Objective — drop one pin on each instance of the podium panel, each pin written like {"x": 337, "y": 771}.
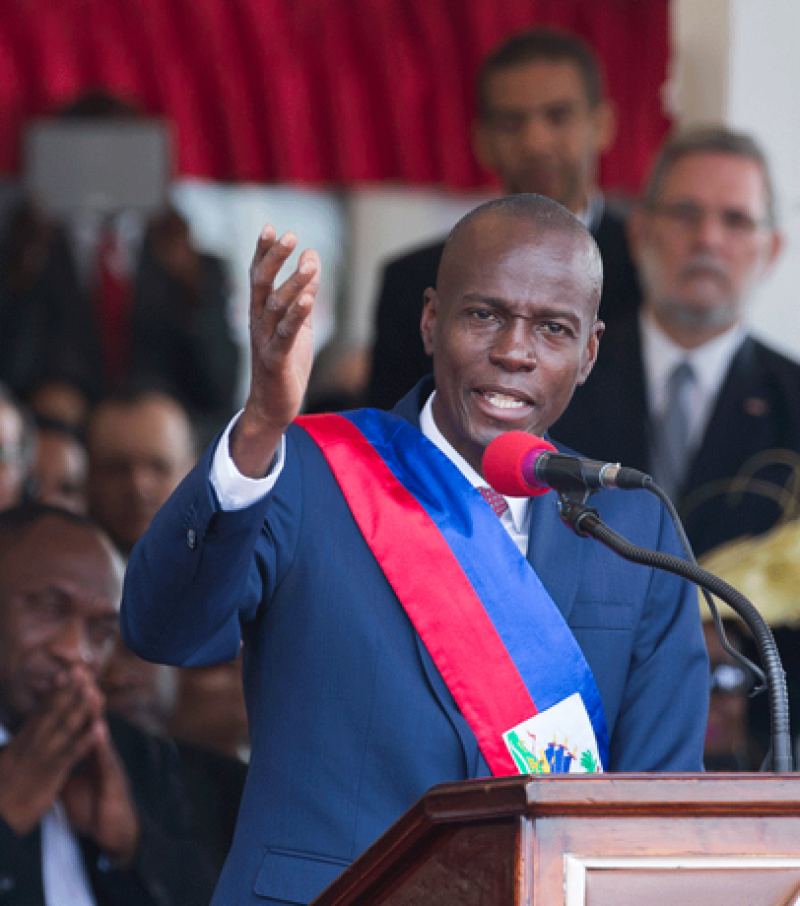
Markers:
{"x": 588, "y": 840}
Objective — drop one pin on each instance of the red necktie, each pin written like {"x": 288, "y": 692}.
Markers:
{"x": 496, "y": 501}
{"x": 112, "y": 305}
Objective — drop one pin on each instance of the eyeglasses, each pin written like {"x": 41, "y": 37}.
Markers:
{"x": 729, "y": 679}
{"x": 690, "y": 216}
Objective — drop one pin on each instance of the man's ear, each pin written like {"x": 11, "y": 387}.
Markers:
{"x": 637, "y": 227}
{"x": 428, "y": 322}
{"x": 606, "y": 125}
{"x": 776, "y": 245}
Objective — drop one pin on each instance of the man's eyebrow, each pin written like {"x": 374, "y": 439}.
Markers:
{"x": 509, "y": 307}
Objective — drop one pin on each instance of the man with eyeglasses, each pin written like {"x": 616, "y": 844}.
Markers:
{"x": 682, "y": 390}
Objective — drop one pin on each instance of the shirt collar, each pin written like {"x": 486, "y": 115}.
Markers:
{"x": 710, "y": 361}
{"x": 517, "y": 506}
{"x": 592, "y": 214}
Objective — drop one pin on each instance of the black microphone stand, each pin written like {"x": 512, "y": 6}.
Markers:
{"x": 585, "y": 521}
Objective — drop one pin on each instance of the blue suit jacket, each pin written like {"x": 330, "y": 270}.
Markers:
{"x": 351, "y": 723}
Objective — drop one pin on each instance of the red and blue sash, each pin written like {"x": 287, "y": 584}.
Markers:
{"x": 500, "y": 643}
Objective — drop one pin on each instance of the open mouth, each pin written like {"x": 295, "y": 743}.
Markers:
{"x": 504, "y": 401}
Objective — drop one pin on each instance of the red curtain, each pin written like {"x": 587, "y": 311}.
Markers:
{"x": 324, "y": 92}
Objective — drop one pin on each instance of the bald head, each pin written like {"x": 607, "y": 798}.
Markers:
{"x": 512, "y": 324}
{"x": 539, "y": 217}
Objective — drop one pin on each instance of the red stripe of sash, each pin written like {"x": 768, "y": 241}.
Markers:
{"x": 433, "y": 589}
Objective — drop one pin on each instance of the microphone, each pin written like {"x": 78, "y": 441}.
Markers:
{"x": 517, "y": 464}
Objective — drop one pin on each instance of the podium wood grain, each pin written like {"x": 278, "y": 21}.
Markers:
{"x": 588, "y": 840}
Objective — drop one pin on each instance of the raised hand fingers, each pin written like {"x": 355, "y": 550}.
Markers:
{"x": 270, "y": 255}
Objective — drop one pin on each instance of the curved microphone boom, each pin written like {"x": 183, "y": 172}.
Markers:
{"x": 518, "y": 464}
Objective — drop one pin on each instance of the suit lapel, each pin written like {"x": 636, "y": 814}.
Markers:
{"x": 551, "y": 545}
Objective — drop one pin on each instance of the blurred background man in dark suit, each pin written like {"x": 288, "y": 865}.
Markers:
{"x": 543, "y": 122}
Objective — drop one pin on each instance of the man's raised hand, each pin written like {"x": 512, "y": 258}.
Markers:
{"x": 282, "y": 349}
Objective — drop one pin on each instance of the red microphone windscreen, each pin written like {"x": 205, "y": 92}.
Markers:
{"x": 503, "y": 460}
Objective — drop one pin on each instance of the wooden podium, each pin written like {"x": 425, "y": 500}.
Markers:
{"x": 588, "y": 840}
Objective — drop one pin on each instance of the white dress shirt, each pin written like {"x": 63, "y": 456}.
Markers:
{"x": 710, "y": 363}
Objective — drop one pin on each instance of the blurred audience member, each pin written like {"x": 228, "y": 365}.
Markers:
{"x": 338, "y": 378}
{"x": 60, "y": 466}
{"x": 543, "y": 123}
{"x": 59, "y": 401}
{"x": 141, "y": 692}
{"x": 209, "y": 709}
{"x": 212, "y": 771}
{"x": 105, "y": 298}
{"x": 140, "y": 446}
{"x": 17, "y": 445}
{"x": 729, "y": 745}
{"x": 92, "y": 811}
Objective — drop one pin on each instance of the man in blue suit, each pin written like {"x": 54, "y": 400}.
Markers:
{"x": 335, "y": 549}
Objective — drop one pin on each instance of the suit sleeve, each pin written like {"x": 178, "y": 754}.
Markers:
{"x": 398, "y": 357}
{"x": 664, "y": 711}
{"x": 171, "y": 866}
{"x": 199, "y": 573}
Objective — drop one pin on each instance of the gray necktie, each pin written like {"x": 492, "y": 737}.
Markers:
{"x": 670, "y": 453}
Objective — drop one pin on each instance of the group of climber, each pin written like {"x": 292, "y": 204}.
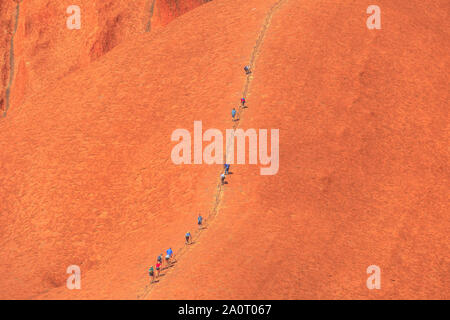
# # #
== Exercise ==
Search the data and copy each line containing "eyeglasses".

== Solution to the problem ==
Objective — drop one pin on each instance of the eyeglasses, each pin written like {"x": 41, "y": 37}.
Objective — drop one pin on each instance of the man with eyeglasses, each pin written like {"x": 616, "y": 844}.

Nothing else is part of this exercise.